◆ **EXERCISE REQUIREMENTS**
Can you carry on the Raiders Hard Knocks transcript, starting right after its final sentence?

◆ **EXCERPTED PASSAGE**
I've got some typos in here. That's the first thing he said in the episode. He said, don't be late. Don't be overweight.

Use common sense. No hazing, man. Derek Carr throws a really good pass. He says, you like this offense, man? Then he sees a number 63 walking in who's not playing defensive line and he asks him, hey, why are you wearing that number?

What's up with this guy? This guy right here, he doesn't wear the right number, man. He was worried about an undrafted rookie's jersey number. Then he asks Mike Mayock in a team meeting, hey, is it legal for us to wear pads at this point? That's what you want a coach to say. Hey, is it legal for us to do this here?

These compliance officers, why do we got them around? Ultimate Schmoozer, hey, come run some routes. A fan would walk up to him, hey, I like the Raiders. Hey, how about you come on the field, run some routes? Well, Derek Carr, throw you a football, man.

Spider 2, why banana? Go out in the flat, throw you an out route, man. That's the degree of what I have written on Jon Gruden.

It's all written on this Notes app. Antonio Brown is in the headlines. Apparently, the reason why his feet were, quote, sore, why he wasn't running reps was because he decided not to wear any shoe wear inside a cryogenic chamber, which can go down to 200 plus degrees under, below freezing. You see the picture of his feet? Does not look good. No.

I'm not a foot person. Rex Ryan got really excited looking at those photos. Antonio Brown, he also is somebody who's fighting to make everybody on that team like him. He says things that just don't make sense. He said, quote, I'm just here like everybody else trying to make the team. No, you're not. You don't believe that. Nobody else believes that.

Nobody believes that you're fighting for a spot like Ronald Ali over here. The guy from Last Chance You who made an appearance before Brinson Buckner had enough. Brinson Buckner.

Yeah. Brinson Buckner in the episode, everybody. I love Brinson Buckner. That defensive line. That four man front. Buckner, Chris Jenkins, Pep. Pep and Rucker. Rucker, yeah. Jenkins, Buckner, Rucker, Peppers will always be my favorite defensive line.

That's back when I was emotionally attached to the Panthers where I was wearing Peppers jerseys and Stephen Davis jerseys. Do you consider Antonio Brown the best receiver in the game right now? No. Because it felt like they were framing him like that last night. The best receiver in the game. Statistically, he was. He was the best receiver in the game the last two years. Like, he's the first wide receiver I ever considered for being an MVP candidate.

Last year or two years ago, he was that. Receiving yards. I mean, what he did for the Pittsburgh Steelers.

He was the most valuable player on that team. It rarely happens for wide receivers. But would I say he's the best player in the game moving forward at his age?

Probably not. Not with those feet. Probably DeAndre Hopkins. Not with those feet.

It's going to be hard with those feet. Cleland Farrell is going to be a star in Hard Knocks. He was the most entertaining interview of any college athlete I've spoken to in the last few years.

Cleland Farrell, awesome. You were probably the only person I had heard after the draft that was like, I'm okay with him going at that. Don't get me started.

Great reasons for it. Don't get me started about the draft nonsense. It's the first time I never, I didn't read the draft stuff ahead of time. What Kuiper was saying and all these people. And I don't want to take shots at those people. They know what they're talking about. They watch the games. But you don't. You fans don't. A lot of you don't. You don't have the access that the coaches do. And that the GMs do.

◆ **RECORD LIST**

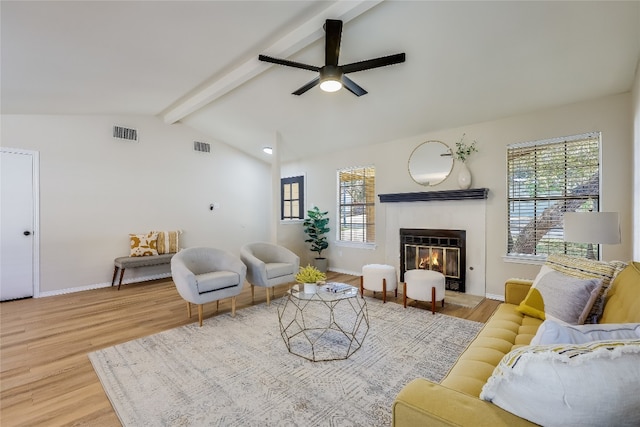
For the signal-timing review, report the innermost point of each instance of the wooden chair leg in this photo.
(404, 294)
(115, 272)
(121, 274)
(433, 300)
(384, 290)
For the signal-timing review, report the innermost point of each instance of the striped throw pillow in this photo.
(144, 244)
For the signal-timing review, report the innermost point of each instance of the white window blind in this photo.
(292, 198)
(356, 188)
(546, 179)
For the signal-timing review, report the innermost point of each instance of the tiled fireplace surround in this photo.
(468, 214)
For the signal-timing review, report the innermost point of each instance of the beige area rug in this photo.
(238, 372)
(462, 299)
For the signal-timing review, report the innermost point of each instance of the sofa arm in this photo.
(423, 403)
(515, 290)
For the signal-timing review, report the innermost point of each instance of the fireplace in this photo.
(439, 250)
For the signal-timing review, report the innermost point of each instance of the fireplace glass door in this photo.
(441, 259)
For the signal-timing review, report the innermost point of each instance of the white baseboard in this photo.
(341, 271)
(100, 285)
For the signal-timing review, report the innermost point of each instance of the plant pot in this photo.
(321, 264)
(310, 288)
(464, 177)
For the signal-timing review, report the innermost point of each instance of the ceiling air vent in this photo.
(203, 147)
(125, 133)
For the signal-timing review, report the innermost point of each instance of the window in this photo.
(356, 188)
(292, 198)
(546, 179)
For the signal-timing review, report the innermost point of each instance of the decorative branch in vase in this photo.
(464, 150)
(462, 153)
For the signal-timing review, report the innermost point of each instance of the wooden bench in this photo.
(125, 262)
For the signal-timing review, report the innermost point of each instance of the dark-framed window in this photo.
(292, 198)
(357, 213)
(545, 179)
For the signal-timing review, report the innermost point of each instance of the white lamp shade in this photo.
(592, 227)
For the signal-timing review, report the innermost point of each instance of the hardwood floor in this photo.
(46, 377)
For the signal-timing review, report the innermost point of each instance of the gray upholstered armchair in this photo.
(269, 265)
(206, 274)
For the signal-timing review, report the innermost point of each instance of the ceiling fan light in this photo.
(330, 85)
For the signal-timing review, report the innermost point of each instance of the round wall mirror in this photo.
(430, 163)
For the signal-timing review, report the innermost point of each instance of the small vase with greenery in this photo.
(310, 276)
(315, 226)
(464, 150)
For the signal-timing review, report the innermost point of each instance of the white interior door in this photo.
(18, 224)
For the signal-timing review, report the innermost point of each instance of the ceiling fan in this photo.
(332, 76)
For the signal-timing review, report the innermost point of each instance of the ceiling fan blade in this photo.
(288, 63)
(374, 63)
(352, 86)
(306, 87)
(333, 28)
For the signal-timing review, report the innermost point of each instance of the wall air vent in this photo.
(203, 147)
(125, 133)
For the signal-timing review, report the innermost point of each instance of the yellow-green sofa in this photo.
(455, 401)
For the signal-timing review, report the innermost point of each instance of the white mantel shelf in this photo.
(432, 196)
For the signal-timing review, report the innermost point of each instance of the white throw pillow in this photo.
(593, 384)
(551, 332)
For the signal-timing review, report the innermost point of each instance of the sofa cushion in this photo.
(592, 384)
(144, 244)
(560, 296)
(551, 332)
(506, 328)
(623, 303)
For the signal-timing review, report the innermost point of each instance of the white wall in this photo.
(610, 115)
(95, 190)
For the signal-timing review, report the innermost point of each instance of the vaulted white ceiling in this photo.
(196, 62)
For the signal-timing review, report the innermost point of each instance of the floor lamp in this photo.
(592, 227)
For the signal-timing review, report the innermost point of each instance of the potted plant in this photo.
(310, 276)
(315, 226)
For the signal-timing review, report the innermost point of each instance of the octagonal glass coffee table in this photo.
(326, 325)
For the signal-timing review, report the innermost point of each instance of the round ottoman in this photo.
(424, 285)
(379, 278)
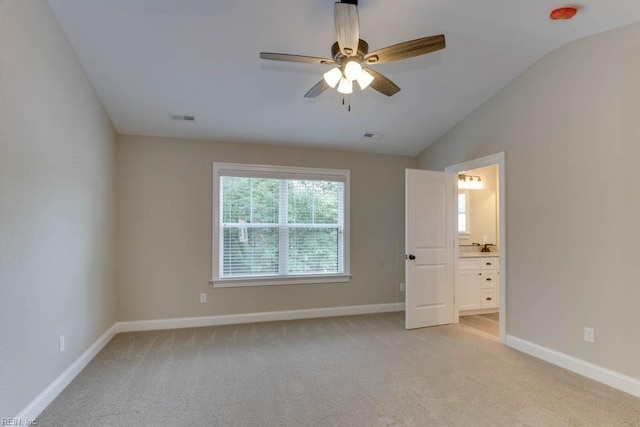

◆ **FINAL ANSWER**
And you don't put the work that these guys put in to evaluate these players. So, when the fans are mad, football gurus with the air quotes are mad. Cleland Farrell's taken number four. I asked, I was in a room. I was with a lot of football fans who said, what are they doing there? I said, that's a good pick.

What do you mean? Kuiper or nobody had him going there. Okay, but we can all agree Cleland Farrell was going to be a first round draft pick. All of those Clemson defensive linemen were viewed to be first round draft picks. So, they just liked that guy more. They just liked him a little bit more than they liked Christian Wilkins. And liked him a little bit more than they liked Dexter Lawrence. It's the same beef I have with Daniel Jones. The way that people were upset about that.

You can criticize the evaluation of the prospect. How do you think that guy's better than Dwayne Haskins? But the philosophy, if you believe, and the Giants did.

And they have much more information than we do. The Giants believe Daniel Jones is a franchise quarterback. So, they pick him six. The philosophy is you don't wait when you think you got a franchise quarterback for him to come around at 17.

Hoping that somebody else doesn't agree with you. Agree with your assessment that this guy's a franchise quarterback. They took him there. Like, Daniel Jones, it's very unfair.

It's very unfair what they did to you. What they did to you in criticizing the pick, I felt. I mean, I was just eating blueberry ice cream when the draft was on in the first place.

So, I didn't even know if it was first round, second round, fifth round. I mean, Eli, what do you think about that? Well, I was kind of just watching on TV and I thought, he seems pretty nice. I mean, you knew me already. I had already thrown balls with you before. You don't remember that? You had?

Yeah, man. You remember Coach Cutt? He came down to Duke and I was sitting on the side. You were like, who's that over there? And he was like, that's the dude that's going to take your job. And you were like, oh, okay.

And you walked off. You don't remember that conversation? I don't remember that. I thought that was Cooper. No, that's your brother. Oh, yeah, that's right.

It is my brother. And scene. Yeah, don't get me started about that nonsense.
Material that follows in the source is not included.